_Exercise aim_
Print the lines below word for word, with nothing changed.

_Supplied entries_
※

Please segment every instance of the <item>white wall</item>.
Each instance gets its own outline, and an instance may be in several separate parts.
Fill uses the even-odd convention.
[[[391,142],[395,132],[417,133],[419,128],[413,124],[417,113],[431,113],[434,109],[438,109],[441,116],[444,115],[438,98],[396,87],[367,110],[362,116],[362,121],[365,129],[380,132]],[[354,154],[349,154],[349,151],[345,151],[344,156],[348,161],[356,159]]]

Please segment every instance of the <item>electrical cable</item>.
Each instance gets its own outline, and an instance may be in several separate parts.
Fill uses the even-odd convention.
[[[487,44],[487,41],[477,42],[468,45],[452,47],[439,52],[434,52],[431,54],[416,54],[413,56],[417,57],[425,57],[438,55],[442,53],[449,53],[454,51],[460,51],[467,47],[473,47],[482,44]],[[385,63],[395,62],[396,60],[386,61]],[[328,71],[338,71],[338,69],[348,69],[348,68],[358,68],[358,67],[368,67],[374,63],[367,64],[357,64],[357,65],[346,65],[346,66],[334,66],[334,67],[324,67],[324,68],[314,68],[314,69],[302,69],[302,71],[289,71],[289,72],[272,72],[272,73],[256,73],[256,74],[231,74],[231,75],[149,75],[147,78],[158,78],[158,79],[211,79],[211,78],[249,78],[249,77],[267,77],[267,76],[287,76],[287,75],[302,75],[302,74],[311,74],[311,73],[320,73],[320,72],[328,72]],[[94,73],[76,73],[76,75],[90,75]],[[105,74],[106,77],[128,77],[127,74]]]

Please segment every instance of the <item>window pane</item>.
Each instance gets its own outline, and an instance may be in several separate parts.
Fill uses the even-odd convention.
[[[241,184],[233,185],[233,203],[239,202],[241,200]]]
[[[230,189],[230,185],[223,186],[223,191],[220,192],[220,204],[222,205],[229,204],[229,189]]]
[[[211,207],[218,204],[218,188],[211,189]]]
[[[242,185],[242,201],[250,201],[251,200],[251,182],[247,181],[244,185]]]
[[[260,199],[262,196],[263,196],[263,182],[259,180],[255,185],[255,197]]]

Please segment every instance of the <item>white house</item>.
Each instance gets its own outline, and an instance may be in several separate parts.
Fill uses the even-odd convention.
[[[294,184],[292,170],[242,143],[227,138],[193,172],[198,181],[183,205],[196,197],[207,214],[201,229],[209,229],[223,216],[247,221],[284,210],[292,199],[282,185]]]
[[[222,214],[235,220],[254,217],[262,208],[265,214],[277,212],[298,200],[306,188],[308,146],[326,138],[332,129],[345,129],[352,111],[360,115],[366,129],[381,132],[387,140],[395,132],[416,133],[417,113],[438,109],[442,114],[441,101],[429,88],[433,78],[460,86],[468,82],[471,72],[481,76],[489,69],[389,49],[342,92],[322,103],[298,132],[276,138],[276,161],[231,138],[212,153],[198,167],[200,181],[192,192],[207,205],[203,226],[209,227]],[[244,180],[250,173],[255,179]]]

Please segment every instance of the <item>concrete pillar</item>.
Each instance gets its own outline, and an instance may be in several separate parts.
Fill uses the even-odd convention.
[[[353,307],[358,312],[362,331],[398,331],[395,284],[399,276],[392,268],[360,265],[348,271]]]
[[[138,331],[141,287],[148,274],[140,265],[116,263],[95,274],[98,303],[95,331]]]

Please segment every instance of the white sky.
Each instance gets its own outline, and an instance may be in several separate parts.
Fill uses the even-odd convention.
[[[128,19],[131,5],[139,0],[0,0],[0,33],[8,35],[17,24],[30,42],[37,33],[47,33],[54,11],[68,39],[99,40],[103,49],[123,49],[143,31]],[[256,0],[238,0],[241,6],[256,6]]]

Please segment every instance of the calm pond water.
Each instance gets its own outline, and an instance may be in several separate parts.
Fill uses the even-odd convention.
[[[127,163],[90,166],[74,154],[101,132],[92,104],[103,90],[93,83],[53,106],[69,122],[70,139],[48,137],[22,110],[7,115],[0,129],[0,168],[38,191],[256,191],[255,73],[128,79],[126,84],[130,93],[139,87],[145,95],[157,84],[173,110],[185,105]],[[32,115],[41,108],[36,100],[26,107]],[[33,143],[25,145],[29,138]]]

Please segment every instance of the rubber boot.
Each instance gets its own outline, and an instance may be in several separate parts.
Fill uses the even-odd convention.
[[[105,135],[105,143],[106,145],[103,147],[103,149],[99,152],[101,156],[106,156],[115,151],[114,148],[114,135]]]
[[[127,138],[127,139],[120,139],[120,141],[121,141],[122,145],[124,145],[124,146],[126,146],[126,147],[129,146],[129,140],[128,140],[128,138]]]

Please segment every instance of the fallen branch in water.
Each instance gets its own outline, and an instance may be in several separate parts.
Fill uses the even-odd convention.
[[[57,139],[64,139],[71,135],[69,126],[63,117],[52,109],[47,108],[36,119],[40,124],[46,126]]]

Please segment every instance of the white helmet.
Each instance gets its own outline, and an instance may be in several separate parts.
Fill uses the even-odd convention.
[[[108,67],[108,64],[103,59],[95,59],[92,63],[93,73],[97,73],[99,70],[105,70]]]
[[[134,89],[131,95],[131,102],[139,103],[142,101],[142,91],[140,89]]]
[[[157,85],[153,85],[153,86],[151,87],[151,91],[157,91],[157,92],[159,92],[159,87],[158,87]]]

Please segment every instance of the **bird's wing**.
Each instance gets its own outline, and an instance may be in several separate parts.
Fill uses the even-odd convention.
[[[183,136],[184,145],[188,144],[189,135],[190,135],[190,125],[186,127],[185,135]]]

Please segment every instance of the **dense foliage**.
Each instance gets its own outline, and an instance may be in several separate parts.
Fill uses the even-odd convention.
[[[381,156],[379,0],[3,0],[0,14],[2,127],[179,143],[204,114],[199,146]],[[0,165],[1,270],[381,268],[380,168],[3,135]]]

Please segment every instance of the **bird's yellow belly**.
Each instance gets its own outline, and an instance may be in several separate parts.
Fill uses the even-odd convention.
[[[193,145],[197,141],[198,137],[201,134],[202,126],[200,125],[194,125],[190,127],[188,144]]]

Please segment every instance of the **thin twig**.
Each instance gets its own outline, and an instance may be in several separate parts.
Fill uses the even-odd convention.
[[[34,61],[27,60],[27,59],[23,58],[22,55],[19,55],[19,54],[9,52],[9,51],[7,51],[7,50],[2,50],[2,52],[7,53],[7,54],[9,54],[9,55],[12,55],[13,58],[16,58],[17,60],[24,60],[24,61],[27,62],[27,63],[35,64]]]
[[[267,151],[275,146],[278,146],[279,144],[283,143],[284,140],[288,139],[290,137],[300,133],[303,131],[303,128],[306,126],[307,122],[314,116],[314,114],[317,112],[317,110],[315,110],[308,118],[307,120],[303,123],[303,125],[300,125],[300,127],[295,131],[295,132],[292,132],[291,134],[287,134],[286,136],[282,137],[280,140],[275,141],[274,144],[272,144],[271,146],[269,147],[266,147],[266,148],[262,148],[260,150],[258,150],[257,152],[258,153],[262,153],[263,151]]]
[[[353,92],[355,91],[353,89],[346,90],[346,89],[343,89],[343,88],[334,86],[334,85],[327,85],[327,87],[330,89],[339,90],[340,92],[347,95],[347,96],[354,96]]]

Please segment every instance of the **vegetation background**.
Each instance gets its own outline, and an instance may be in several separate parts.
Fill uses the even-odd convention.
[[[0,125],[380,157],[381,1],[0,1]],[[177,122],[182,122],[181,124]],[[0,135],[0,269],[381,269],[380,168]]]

※

_Full answer_
Please segment every instance of the <item>white wall</item>.
Each instance gets its own outline, and an instance may be in several separate parts.
Fill uses the even-odd convention.
[[[391,142],[395,132],[417,133],[419,128],[413,124],[417,113],[431,113],[434,109],[438,109],[441,116],[444,115],[438,98],[396,87],[367,110],[362,116],[362,121],[365,129],[380,132]],[[354,154],[349,154],[349,151],[345,151],[344,156],[348,161],[356,159]]]

Please segment every instance of the <item>electrical cable</item>.
Each instance gets its own outline, and an instance may be in several separate parts.
Fill uses the even-odd convention.
[[[487,44],[487,41],[477,42],[468,45],[452,47],[439,52],[434,52],[431,54],[416,54],[413,56],[417,57],[425,57],[438,55],[442,53],[449,53],[454,51],[460,51],[467,47],[473,47],[482,44]],[[385,63],[395,62],[396,60],[386,61]],[[328,71],[338,71],[338,69],[348,69],[348,68],[358,68],[358,67],[368,67],[374,63],[367,64],[357,64],[357,65],[346,65],[346,66],[334,66],[334,67],[324,67],[324,68],[314,68],[314,69],[302,69],[302,71],[289,71],[289,72],[272,72],[272,73],[256,73],[256,74],[231,74],[231,75],[149,75],[147,78],[158,78],[158,79],[211,79],[211,78],[249,78],[249,77],[267,77],[267,76],[287,76],[287,75],[302,75],[302,74],[311,74],[311,73],[320,73],[320,72],[328,72]],[[94,73],[76,73],[76,75],[90,75]],[[105,74],[106,77],[128,77],[127,74]]]

Please segment every instance of the <item>window pane</item>.
Each instance gets its own outline, and an instance may be in several separate parts.
Fill uses the even-odd convention.
[[[241,184],[233,185],[233,203],[239,202],[241,200]]]
[[[230,189],[230,185],[223,186],[223,191],[220,192],[220,204],[222,205],[229,204],[229,189]]]
[[[211,207],[218,204],[218,188],[211,189]]]
[[[242,185],[242,201],[250,201],[251,200],[251,182],[247,181],[244,185]]]
[[[260,199],[262,196],[263,196],[263,182],[259,180],[255,185],[255,197]]]

Please segment every instance of the <item>white house</item>.
Each instance gets its own outline, and an instance may be in several separate parts.
Fill uses the even-odd convention.
[[[294,184],[292,170],[242,143],[227,138],[193,172],[198,181],[183,205],[196,197],[207,214],[201,229],[209,229],[223,216],[247,221],[284,210],[292,199],[282,185]]]
[[[222,214],[235,220],[254,217],[262,208],[265,214],[277,212],[298,200],[306,188],[308,146],[326,138],[332,129],[345,129],[352,111],[360,115],[366,129],[381,132],[387,140],[395,132],[416,133],[417,113],[438,109],[442,114],[441,101],[429,88],[433,78],[460,86],[468,82],[471,72],[481,76],[489,69],[389,49],[342,92],[322,103],[298,132],[276,138],[276,161],[231,138],[212,153],[198,167],[200,181],[192,192],[207,205],[203,226],[209,227]],[[244,180],[250,173],[255,179]]]

Please segment every instance of the <item>concrete pillar</item>.
Each instance gets its own outline, and an instance may be in several separate parts.
Fill uses the even-odd convention.
[[[353,307],[358,312],[362,331],[398,331],[395,284],[399,276],[392,268],[360,265],[348,271]]]
[[[138,331],[141,287],[148,274],[140,265],[116,263],[95,274],[98,303],[95,331]]]

Please segment every instance of the white sky.
Each instance gets its own outline, and an instance may be in several separate parts.
Fill uses the even-odd convention.
[[[128,19],[131,5],[139,0],[0,0],[0,33],[8,35],[17,24],[30,42],[37,33],[47,33],[54,11],[68,39],[99,40],[103,49],[123,49],[143,31]],[[256,0],[238,0],[241,6],[256,6]]]

Please segment every instance of the calm pond water.
Each instance gets its own outline, and an instance may be in several separate parts.
Fill uses the even-odd convention.
[[[127,163],[90,166],[74,154],[101,132],[92,104],[103,90],[93,83],[53,106],[69,122],[70,139],[48,137],[22,110],[7,115],[0,129],[0,168],[38,191],[256,191],[255,73],[128,79],[126,84],[130,93],[139,87],[145,95],[157,84],[173,110],[185,105]],[[32,115],[41,108],[36,100],[26,107]],[[33,143],[25,145],[29,138]]]

Please segment every instance of the rubber boot.
Each instance gets its own outline, and an instance may be in several separate parts.
Fill uses the even-odd convention.
[[[105,135],[105,143],[106,145],[103,147],[103,149],[99,152],[101,156],[106,156],[115,151],[114,148],[114,135]]]
[[[127,138],[127,139],[120,139],[120,141],[121,141],[122,145],[124,145],[124,146],[126,146],[126,147],[129,146],[129,140],[128,140],[128,138]]]

Please segment every instance of the fallen branch in water.
Each instance gets its own outline, and an instance may be in several separate parts.
Fill uses the even-odd convention.
[[[57,139],[64,139],[71,135],[69,126],[63,117],[52,109],[47,108],[36,119],[40,124],[46,126]]]

Please segment every instance of the white helmet.
Each instance gets its own outline, and an instance may be in several separate parts.
Fill uses the even-odd convention.
[[[108,67],[108,64],[103,59],[95,59],[92,63],[93,73],[97,73],[99,70],[105,70]]]
[[[134,89],[131,95],[131,102],[139,103],[142,101],[142,91],[140,89]]]
[[[157,85],[153,85],[153,86],[151,87],[151,91],[157,91],[157,92],[159,92],[159,87],[158,87]]]

Please segment every instance of the **bird's wing**.
Each instance gets its own outline, and an instance may be in several separate parts.
Fill uses the even-odd convention.
[[[183,136],[184,145],[188,144],[189,135],[190,135],[190,125],[186,127],[185,135]]]

Please segment every instance of the **dense foliage**.
Each instance gets its own outline, and an instance may be in several separate parts.
Fill uses the even-odd convention.
[[[381,156],[379,0],[3,0],[0,14],[2,127],[179,143],[204,114],[199,146]],[[0,165],[1,270],[381,268],[380,168],[3,135]]]

Please segment every instance of the **bird's yellow belly**.
Each instance gets its own outline, and an instance may be in several separate parts.
Fill uses the even-odd convention.
[[[193,145],[197,141],[198,137],[201,134],[202,126],[200,125],[194,125],[190,127],[188,144]]]

Please segment every instance of the **thin twig**.
Each instance gets its own outline, and an instance may be in several separate parts.
Fill uses the even-odd convention.
[[[34,61],[27,60],[27,59],[23,58],[22,55],[19,55],[19,54],[9,52],[9,51],[7,51],[7,50],[2,50],[2,52],[7,53],[7,54],[9,54],[9,55],[12,55],[13,58],[16,58],[17,60],[24,60],[24,61],[27,62],[27,63],[35,64]]]
[[[267,151],[275,146],[278,146],[279,144],[283,143],[284,140],[288,139],[290,137],[300,133],[303,131],[303,128],[306,126],[307,122],[314,116],[314,114],[317,112],[317,110],[315,110],[308,118],[307,120],[303,123],[303,125],[300,125],[300,127],[295,131],[295,132],[292,132],[291,134],[287,134],[286,136],[282,137],[280,140],[275,141],[274,144],[272,144],[271,146],[269,147],[266,147],[266,148],[262,148],[260,150],[258,150],[257,152],[258,153],[262,153],[263,151]]]
[[[353,92],[355,91],[353,89],[346,90],[346,89],[343,89],[343,88],[334,86],[334,85],[327,85],[327,87],[330,89],[339,90],[340,92],[347,95],[347,96],[354,96]]]

Please segment every instance of the **vegetation background**.
Each instance gets its own outline, and an instance may be in several separate parts.
Fill uses the even-odd convention.
[[[0,125],[380,157],[381,1],[0,1]],[[177,122],[182,122],[181,124]],[[0,135],[0,269],[381,269],[380,168]]]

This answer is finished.